Segment Start: RECORDS TO USE

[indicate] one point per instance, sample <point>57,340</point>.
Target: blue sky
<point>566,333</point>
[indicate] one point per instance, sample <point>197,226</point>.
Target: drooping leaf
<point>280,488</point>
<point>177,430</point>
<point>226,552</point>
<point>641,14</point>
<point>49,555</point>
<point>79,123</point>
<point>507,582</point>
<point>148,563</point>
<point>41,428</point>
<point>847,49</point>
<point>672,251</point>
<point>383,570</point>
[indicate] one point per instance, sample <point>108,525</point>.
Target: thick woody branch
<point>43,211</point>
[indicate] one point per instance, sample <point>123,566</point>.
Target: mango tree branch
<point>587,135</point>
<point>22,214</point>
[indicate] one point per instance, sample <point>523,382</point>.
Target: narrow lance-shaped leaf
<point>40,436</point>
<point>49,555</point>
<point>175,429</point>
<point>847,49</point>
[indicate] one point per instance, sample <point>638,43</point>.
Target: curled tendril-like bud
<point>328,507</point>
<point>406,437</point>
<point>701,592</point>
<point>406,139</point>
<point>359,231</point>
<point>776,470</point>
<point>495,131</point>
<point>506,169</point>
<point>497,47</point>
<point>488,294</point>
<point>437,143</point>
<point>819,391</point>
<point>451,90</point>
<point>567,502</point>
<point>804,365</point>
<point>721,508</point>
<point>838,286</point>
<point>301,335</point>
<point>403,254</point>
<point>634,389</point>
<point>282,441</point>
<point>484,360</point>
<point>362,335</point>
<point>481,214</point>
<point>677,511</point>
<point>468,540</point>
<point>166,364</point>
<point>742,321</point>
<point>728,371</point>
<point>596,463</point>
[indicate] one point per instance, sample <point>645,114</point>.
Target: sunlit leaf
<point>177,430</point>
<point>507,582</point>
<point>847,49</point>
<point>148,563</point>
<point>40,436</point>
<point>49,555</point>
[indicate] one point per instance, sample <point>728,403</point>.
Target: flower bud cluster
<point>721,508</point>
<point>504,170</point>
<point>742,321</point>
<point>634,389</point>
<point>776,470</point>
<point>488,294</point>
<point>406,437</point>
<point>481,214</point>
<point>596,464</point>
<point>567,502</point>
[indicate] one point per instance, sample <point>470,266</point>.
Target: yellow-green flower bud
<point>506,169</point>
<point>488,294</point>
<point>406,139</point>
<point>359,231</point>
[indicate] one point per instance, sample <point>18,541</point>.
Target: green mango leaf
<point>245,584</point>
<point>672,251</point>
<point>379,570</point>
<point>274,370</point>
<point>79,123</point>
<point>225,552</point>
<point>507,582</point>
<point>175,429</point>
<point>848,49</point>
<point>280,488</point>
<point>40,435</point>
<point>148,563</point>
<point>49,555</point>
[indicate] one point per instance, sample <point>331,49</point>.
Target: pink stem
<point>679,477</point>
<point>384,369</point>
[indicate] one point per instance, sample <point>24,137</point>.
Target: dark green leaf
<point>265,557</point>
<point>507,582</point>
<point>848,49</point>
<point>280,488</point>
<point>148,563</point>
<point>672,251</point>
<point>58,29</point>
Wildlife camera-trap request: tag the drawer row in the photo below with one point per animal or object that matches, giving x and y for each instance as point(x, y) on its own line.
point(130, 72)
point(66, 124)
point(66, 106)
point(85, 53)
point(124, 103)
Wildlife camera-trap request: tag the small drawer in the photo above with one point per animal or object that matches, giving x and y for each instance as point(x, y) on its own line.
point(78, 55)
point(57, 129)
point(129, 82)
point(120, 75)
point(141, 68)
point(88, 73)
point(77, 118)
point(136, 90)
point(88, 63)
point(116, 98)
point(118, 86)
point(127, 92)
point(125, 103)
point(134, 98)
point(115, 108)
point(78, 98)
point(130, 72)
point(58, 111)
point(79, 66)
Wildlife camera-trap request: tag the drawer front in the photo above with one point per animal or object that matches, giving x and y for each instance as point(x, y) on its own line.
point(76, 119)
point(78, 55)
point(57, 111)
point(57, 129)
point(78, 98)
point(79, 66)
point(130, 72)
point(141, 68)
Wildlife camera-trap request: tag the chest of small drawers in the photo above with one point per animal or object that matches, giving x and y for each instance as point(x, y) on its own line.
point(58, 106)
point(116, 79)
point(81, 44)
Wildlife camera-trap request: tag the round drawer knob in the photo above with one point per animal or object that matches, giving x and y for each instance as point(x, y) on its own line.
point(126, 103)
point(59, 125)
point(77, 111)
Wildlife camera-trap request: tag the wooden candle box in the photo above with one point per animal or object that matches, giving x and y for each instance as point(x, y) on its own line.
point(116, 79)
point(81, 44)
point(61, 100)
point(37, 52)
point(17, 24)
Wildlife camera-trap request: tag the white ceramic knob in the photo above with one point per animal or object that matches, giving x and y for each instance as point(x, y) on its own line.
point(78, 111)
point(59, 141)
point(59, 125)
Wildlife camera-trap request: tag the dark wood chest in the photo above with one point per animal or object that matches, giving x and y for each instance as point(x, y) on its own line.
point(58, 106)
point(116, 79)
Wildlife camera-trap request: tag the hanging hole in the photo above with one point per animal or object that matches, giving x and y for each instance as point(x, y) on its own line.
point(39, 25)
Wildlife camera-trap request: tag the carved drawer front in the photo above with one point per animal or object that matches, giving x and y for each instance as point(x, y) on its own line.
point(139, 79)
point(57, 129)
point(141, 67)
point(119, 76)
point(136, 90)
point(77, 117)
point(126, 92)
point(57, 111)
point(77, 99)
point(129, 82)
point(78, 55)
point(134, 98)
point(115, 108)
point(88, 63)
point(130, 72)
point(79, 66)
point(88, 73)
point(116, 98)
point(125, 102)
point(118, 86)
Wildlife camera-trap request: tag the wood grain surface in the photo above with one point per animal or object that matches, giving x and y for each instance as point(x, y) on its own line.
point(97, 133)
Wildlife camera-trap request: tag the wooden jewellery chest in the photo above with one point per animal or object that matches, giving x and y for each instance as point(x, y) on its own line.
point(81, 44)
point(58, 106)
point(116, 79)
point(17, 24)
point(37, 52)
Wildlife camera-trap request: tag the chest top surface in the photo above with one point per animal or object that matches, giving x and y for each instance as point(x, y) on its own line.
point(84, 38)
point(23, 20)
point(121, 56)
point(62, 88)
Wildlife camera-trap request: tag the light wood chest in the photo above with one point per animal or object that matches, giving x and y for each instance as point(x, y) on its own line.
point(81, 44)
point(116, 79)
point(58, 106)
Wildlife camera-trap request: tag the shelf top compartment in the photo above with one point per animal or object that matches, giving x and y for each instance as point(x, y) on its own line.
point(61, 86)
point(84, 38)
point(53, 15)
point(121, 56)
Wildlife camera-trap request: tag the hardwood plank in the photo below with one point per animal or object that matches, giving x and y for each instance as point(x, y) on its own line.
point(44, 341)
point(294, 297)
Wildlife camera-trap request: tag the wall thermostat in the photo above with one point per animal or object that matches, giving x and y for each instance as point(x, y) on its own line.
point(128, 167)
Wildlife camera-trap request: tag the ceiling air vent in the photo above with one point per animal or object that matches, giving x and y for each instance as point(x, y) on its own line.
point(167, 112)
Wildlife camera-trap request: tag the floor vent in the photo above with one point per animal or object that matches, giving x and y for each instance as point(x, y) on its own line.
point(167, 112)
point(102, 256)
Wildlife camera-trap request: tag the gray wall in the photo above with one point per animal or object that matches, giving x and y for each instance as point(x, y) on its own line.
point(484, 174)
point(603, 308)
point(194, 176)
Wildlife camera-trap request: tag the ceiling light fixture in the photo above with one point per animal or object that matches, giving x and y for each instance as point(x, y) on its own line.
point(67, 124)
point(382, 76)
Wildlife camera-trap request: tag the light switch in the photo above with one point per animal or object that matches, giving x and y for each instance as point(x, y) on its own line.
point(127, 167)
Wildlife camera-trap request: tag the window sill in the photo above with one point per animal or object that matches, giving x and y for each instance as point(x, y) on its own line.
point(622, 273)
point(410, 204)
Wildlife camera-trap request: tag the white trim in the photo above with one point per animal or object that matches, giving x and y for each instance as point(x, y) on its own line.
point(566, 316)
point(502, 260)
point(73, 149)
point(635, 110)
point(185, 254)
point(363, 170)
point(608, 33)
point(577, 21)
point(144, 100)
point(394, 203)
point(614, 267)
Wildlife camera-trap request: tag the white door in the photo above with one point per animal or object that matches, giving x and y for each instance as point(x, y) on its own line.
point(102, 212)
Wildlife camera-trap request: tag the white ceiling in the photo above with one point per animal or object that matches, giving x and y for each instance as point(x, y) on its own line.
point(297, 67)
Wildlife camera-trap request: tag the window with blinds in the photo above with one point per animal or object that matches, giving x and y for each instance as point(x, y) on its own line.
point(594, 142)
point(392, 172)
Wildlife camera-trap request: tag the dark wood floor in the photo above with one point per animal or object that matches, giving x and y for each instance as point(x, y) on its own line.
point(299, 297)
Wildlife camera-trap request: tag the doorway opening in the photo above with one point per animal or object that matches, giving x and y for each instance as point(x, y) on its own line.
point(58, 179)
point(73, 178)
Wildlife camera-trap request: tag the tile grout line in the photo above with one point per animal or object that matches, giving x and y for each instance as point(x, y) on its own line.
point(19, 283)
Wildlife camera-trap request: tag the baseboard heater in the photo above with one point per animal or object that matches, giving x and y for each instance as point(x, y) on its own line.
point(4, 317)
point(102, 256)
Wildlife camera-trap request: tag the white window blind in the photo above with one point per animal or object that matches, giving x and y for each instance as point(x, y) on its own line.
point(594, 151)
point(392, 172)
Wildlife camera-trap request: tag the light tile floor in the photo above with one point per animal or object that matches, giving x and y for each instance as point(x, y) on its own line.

Segment End: RECORDS TO USE

TO DO
Please return every line from the first one in the records above down to the line containing "instance, sample <point>197,226</point>.", including both, exactly as written and nothing more.

EXERCISE ANSWER
[indicate] one point per instance, sample <point>57,340</point>.
Target: blue sky
<point>566,333</point>
[indicate] one point per instance, sample <point>197,226</point>.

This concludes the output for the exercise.